- _TASK DESCRIPTION_: Please find every line in the items below that contains the word "building", and copy each of those lines in full.

Pointing records
● ● ● ●
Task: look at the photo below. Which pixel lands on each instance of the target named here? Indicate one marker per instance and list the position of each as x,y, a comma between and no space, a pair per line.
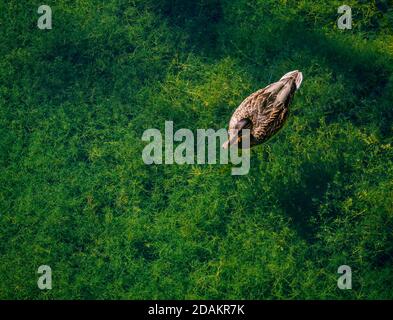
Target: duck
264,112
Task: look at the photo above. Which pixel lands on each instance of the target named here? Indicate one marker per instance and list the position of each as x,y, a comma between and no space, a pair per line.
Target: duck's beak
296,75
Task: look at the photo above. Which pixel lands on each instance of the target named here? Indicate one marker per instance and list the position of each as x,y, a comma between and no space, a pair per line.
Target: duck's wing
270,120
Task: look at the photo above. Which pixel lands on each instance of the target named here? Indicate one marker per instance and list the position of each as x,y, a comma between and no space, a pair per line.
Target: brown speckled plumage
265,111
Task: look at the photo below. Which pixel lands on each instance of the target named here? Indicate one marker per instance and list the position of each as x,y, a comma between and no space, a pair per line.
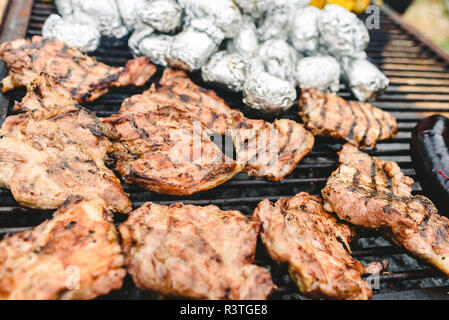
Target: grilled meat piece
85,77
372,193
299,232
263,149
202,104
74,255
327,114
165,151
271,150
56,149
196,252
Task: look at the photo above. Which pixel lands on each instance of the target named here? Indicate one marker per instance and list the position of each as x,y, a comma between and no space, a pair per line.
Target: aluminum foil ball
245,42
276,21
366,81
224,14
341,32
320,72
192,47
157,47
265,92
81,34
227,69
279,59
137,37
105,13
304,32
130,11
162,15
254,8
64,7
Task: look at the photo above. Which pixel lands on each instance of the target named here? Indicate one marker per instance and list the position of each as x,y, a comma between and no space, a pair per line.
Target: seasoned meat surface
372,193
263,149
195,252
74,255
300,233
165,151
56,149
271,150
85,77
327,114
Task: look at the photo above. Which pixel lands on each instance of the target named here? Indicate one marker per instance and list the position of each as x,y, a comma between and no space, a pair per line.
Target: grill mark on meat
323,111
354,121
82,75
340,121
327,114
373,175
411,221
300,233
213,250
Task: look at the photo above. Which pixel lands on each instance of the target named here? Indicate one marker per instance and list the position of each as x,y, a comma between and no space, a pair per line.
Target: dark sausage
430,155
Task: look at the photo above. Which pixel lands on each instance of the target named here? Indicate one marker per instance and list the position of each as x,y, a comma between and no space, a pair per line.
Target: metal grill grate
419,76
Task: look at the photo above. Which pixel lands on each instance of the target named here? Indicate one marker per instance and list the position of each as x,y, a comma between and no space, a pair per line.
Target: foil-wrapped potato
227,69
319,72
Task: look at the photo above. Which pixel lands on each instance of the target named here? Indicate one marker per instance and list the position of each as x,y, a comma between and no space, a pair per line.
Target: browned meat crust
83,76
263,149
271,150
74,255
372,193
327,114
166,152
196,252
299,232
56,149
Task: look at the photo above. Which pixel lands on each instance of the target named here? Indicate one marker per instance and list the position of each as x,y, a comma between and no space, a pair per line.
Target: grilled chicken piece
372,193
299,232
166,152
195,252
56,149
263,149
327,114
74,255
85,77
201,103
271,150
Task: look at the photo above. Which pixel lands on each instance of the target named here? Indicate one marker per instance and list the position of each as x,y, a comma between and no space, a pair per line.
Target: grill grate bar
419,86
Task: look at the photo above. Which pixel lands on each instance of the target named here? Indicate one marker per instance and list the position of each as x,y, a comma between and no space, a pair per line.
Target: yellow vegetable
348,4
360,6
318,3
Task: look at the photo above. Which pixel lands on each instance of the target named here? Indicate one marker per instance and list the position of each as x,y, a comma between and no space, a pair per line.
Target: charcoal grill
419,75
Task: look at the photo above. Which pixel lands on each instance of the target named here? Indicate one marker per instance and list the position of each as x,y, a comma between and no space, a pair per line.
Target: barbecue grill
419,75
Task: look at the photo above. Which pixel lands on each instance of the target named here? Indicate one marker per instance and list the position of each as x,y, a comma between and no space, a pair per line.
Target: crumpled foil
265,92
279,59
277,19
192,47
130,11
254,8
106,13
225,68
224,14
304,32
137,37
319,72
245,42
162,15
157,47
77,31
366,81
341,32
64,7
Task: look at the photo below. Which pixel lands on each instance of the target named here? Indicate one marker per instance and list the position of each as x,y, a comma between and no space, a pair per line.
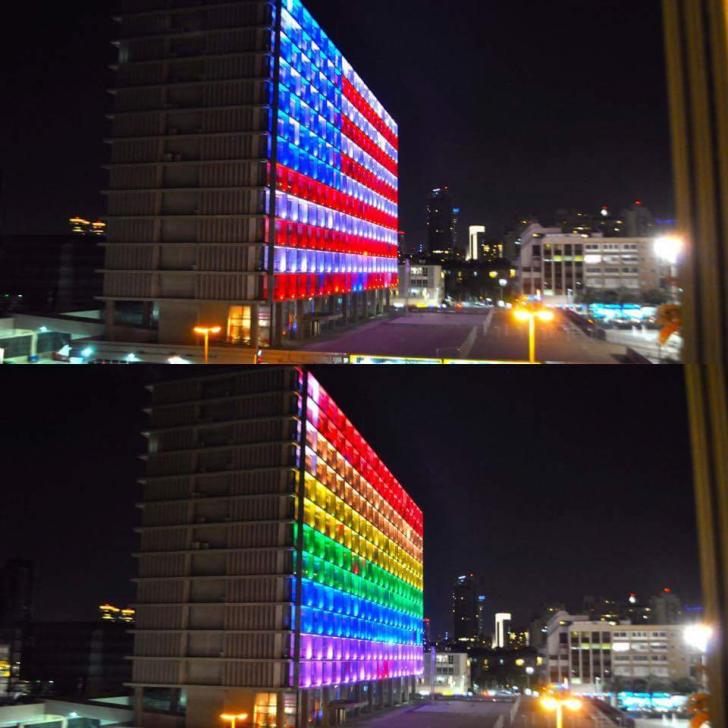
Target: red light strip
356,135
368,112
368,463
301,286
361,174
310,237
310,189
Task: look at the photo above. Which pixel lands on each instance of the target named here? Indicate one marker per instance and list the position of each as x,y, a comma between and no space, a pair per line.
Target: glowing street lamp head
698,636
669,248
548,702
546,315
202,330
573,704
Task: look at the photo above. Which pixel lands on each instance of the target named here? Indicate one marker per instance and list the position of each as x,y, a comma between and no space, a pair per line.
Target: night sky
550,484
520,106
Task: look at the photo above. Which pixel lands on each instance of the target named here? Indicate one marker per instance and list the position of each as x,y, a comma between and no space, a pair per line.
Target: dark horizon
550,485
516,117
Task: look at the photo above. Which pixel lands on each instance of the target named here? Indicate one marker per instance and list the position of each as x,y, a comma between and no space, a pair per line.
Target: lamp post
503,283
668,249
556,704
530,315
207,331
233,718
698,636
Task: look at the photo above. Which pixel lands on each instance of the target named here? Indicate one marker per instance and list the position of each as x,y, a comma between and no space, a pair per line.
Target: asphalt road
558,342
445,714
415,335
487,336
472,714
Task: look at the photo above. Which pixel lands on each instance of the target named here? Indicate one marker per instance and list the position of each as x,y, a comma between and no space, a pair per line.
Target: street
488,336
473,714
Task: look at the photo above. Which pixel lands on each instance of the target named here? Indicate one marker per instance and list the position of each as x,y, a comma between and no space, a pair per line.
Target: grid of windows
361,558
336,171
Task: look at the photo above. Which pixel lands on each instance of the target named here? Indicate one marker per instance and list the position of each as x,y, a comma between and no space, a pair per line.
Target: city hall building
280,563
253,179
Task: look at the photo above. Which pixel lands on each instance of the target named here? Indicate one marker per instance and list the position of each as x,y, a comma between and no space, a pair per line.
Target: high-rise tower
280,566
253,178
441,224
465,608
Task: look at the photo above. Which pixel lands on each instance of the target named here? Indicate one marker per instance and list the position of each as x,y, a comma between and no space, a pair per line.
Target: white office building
● ● ● ●
- _REPLY_:
Target: city hall building
Target: white office building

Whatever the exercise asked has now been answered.